▶ Exercise goal
Substitute "place a mark" for "drop a dot" throughout the entries below, and write the lines out again with nothing else altered. Leave the pictures out of what you return.

(Image location labeling entries)
....
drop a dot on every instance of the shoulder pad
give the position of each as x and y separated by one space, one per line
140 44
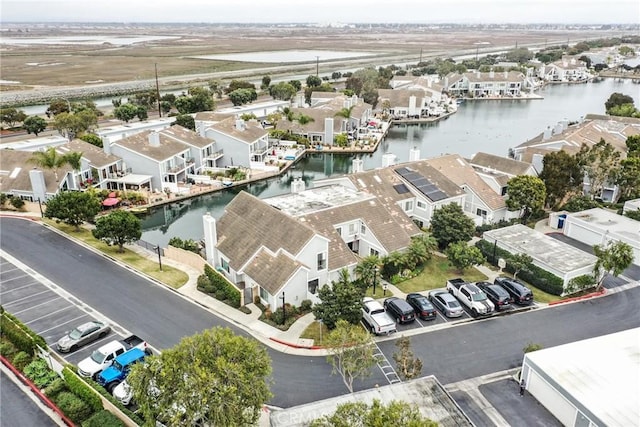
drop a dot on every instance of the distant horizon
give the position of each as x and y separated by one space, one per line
....
▶ The answer
place a mark on every instance of the shoulder pad
give the position of each as x and y separated by one space, one per line
140 44
place a mark on every instance of the distant horizon
give the position of each as x and y separated by one space, one per line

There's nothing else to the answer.